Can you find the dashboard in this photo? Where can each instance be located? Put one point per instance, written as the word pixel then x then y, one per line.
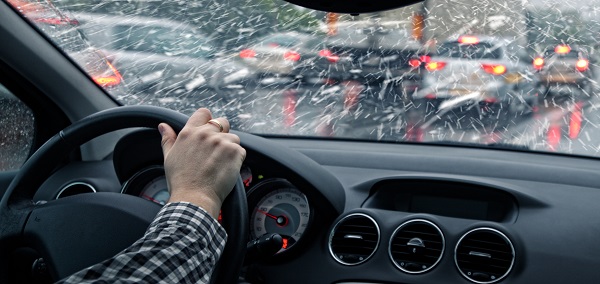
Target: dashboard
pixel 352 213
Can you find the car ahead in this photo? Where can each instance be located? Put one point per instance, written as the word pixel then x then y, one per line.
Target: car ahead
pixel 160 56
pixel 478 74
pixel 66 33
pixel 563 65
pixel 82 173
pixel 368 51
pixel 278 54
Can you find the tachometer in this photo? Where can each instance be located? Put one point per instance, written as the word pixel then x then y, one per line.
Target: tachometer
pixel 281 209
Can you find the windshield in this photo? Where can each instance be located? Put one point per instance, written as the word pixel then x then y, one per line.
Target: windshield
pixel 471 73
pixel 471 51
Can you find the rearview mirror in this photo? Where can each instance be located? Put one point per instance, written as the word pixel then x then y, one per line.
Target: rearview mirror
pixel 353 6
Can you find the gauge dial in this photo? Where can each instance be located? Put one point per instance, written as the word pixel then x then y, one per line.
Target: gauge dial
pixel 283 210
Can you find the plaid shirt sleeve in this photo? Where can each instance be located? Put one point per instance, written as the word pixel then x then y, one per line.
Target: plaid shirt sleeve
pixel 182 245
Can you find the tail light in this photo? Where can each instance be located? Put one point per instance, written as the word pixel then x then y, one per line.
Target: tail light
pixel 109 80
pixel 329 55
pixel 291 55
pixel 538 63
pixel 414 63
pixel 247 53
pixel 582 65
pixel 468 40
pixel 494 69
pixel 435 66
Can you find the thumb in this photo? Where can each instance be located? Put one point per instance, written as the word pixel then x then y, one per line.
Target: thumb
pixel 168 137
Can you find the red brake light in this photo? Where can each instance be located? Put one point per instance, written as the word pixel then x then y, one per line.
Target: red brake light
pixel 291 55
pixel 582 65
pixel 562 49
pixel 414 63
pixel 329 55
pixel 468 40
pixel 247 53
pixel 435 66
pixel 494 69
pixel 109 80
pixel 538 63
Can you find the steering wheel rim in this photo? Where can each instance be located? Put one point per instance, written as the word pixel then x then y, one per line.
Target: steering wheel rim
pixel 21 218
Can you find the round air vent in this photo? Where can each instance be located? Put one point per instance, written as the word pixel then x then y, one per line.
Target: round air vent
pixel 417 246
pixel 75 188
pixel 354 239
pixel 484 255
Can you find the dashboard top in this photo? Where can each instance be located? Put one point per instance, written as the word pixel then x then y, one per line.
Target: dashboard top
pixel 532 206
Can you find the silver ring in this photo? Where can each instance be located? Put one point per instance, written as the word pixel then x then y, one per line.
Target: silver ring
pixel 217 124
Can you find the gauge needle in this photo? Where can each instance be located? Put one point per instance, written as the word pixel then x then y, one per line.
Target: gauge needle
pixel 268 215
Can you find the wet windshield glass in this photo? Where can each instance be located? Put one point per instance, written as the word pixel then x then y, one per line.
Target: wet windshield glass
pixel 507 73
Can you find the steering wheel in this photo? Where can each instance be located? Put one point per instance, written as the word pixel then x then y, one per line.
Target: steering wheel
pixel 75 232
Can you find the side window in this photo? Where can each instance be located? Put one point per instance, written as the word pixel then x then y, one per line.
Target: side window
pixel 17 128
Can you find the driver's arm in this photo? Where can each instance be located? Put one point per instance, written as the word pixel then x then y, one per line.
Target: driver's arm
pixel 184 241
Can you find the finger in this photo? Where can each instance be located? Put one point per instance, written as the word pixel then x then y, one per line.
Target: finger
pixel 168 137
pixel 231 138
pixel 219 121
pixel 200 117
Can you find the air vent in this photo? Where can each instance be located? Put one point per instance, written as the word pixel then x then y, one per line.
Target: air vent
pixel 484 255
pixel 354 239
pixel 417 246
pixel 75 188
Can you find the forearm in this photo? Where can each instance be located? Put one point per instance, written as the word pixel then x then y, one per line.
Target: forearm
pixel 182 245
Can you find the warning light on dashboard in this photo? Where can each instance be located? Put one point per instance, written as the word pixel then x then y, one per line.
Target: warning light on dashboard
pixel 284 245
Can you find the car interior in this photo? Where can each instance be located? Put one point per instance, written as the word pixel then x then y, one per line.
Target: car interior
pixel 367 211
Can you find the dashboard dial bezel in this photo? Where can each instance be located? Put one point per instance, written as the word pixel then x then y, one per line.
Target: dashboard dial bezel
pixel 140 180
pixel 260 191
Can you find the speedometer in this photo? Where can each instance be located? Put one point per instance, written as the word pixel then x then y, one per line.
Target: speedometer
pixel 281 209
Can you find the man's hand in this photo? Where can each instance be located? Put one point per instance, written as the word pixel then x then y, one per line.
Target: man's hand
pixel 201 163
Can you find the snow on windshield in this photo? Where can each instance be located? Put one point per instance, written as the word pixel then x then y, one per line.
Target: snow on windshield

■ Problem details: Copy out everything from the line containing "Can you find the forearm" down to the line containing "pixel 284 245", renaming "warning light" to "indicator light" and leaving the rest unchanged.

■ Task result:
Can you find the forearm in this photo? Where can each instance be located? Put one point per instance, written as the word pixel then x then y, one per line.
Target: forearm
pixel 182 245
Can you find the indicator light on dashboard in this photo? Where can each instance be located? Put one point per instance, written as the word pixel then x then y, one per line.
Target: indicator light on dashboard
pixel 284 245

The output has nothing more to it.